Segment Start: Source data

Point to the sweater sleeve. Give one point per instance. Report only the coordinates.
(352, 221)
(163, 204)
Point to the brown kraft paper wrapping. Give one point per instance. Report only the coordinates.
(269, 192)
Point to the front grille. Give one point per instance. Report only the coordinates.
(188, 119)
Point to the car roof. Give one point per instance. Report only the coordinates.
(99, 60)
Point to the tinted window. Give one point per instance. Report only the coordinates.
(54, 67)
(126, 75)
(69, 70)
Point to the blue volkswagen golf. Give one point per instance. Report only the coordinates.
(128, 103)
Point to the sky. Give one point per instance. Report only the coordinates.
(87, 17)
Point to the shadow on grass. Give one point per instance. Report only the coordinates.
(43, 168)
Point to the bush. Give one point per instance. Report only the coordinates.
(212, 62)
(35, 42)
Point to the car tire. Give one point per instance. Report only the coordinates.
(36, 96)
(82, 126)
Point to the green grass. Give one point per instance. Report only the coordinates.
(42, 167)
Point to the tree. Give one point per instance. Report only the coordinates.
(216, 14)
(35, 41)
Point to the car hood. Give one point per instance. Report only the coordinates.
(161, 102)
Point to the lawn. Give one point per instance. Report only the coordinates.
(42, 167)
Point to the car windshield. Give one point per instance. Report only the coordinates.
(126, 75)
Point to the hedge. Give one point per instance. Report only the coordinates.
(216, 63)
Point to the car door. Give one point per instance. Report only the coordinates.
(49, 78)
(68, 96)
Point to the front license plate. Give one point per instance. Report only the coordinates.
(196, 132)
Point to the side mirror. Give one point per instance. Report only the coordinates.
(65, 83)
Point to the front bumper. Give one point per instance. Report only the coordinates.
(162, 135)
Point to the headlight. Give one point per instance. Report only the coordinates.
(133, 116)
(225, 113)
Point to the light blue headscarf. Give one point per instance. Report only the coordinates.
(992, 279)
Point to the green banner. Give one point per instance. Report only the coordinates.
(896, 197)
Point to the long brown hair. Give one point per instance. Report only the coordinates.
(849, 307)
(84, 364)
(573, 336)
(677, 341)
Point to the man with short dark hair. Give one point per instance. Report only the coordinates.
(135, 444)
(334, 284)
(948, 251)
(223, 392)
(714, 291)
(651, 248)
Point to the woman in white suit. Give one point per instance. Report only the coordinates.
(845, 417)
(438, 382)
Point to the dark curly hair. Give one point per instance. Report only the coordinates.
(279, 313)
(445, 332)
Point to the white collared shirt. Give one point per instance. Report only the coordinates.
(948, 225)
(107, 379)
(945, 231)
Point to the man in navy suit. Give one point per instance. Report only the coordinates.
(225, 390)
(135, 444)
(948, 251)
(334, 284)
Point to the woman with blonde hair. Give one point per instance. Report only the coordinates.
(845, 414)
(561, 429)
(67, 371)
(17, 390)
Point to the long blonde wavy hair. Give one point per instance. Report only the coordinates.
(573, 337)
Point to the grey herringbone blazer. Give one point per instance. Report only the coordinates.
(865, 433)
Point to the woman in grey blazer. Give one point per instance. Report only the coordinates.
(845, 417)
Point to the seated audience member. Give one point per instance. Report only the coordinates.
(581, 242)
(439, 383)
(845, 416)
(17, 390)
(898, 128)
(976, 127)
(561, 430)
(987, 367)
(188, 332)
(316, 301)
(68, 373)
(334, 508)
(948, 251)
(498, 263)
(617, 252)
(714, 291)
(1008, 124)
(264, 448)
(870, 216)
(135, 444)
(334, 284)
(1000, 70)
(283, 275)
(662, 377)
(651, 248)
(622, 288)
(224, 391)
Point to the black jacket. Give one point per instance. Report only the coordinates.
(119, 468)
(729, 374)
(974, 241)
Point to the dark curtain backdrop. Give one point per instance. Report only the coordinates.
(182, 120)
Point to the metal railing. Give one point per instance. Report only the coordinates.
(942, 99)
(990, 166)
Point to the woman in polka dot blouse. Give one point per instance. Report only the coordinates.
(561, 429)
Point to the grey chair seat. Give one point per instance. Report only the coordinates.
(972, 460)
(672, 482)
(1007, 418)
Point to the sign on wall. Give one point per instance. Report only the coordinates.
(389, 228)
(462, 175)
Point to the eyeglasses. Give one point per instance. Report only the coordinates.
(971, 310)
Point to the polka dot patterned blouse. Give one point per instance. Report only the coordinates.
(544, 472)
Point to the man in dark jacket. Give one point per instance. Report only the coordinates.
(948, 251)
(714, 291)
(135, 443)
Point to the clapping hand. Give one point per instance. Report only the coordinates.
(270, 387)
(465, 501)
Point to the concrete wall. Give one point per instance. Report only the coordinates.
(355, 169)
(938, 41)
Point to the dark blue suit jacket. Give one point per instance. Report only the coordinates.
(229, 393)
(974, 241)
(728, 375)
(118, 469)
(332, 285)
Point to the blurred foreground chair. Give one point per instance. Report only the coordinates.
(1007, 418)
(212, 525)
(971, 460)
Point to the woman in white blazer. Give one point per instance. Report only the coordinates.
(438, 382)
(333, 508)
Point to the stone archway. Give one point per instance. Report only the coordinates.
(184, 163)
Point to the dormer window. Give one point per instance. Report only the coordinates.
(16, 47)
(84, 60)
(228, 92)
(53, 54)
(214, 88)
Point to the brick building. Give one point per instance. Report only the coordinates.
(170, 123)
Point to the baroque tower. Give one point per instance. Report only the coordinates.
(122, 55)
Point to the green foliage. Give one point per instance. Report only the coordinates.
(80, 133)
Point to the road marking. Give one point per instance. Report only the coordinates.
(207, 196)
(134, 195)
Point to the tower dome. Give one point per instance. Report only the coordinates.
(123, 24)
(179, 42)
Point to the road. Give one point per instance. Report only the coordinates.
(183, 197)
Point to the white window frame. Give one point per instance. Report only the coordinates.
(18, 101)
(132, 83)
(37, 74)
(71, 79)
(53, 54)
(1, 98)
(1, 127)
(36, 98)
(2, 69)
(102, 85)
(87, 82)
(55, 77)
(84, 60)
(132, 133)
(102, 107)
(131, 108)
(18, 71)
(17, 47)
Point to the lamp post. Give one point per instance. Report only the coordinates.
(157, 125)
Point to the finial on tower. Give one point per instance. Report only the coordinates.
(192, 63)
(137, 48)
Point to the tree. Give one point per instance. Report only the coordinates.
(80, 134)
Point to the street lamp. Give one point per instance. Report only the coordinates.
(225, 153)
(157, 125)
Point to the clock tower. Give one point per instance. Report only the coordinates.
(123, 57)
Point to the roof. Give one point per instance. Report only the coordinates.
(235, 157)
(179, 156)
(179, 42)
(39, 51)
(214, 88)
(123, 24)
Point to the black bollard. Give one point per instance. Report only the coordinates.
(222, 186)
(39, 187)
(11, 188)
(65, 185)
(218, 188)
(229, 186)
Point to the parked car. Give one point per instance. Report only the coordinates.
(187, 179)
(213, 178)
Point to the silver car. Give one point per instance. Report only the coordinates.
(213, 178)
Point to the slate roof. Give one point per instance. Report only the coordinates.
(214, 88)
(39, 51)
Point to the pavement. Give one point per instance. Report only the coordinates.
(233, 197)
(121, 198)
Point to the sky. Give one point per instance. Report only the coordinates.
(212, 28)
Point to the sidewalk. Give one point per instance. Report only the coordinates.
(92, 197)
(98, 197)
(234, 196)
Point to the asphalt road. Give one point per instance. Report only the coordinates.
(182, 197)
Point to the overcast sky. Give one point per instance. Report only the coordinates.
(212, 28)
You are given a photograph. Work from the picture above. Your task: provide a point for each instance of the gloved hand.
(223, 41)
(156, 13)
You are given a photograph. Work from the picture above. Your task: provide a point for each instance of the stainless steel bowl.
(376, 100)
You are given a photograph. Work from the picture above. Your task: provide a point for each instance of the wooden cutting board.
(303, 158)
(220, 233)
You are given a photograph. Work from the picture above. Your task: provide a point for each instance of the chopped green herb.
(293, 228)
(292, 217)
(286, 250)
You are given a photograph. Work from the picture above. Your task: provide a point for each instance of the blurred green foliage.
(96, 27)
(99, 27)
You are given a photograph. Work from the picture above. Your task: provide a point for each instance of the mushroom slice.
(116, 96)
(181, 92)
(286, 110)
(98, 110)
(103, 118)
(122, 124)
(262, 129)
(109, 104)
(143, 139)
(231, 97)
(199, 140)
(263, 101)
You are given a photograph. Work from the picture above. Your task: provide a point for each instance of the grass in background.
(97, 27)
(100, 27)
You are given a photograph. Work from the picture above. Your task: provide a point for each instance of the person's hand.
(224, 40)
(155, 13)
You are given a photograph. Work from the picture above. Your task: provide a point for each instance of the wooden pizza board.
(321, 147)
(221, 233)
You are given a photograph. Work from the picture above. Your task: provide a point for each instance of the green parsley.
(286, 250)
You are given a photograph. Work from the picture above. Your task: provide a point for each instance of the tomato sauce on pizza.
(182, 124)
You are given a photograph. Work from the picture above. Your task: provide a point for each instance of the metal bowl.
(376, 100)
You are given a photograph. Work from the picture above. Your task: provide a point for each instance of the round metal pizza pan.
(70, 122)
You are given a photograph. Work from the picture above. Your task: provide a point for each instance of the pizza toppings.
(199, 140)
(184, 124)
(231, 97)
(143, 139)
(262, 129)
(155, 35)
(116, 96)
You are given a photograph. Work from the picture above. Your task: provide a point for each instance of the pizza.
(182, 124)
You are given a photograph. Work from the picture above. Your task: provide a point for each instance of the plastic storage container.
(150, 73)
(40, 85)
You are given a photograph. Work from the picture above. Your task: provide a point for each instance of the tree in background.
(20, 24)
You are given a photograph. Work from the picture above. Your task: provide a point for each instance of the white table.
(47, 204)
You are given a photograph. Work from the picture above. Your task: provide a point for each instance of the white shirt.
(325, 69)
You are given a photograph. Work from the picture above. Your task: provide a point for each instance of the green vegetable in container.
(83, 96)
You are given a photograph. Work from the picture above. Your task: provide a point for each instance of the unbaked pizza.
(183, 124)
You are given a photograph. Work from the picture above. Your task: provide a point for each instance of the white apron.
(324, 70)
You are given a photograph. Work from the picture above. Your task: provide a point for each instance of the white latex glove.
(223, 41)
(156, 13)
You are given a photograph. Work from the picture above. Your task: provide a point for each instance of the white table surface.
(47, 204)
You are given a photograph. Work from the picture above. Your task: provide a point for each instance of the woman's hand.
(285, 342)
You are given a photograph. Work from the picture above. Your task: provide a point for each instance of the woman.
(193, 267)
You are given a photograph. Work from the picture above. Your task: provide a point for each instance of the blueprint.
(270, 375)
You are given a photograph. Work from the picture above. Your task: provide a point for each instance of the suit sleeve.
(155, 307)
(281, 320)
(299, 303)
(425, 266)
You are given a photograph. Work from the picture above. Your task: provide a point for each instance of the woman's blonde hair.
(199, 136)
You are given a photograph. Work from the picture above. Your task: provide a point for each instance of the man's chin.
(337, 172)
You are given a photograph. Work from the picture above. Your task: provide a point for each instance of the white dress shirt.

Segment End: Source data

### Directions for this task
Reproduce exactly what appears from the line containing "the woman's hand." down to the final line of the data.

### Task solution
You are given a photograph. Work from the picture above. Your task: provide a point for each instance of the woman's hand.
(285, 342)
You are given a photograph. Work from the picture above. Your task: provide a point for each instance of the woman.
(193, 267)
You are given a photograph. Work from the picture above. Your task: provide a point for each instance of the blueprint.
(270, 375)
You are given a photograph. Work from the picture above. Your task: provide a point for each instance of the suit sleeve.
(155, 307)
(281, 320)
(299, 303)
(425, 266)
You are given a photograph. Work from the picture above. Your task: provide a point for each instance of the woman's blonde hair.
(199, 136)
You are given a photograph. Work from the picture above. Your task: provide a point for each instance of the man's chin.
(337, 172)
You are given a photograph. Work from the picture above. Your task: provide a point for each instance of the white dress shirt.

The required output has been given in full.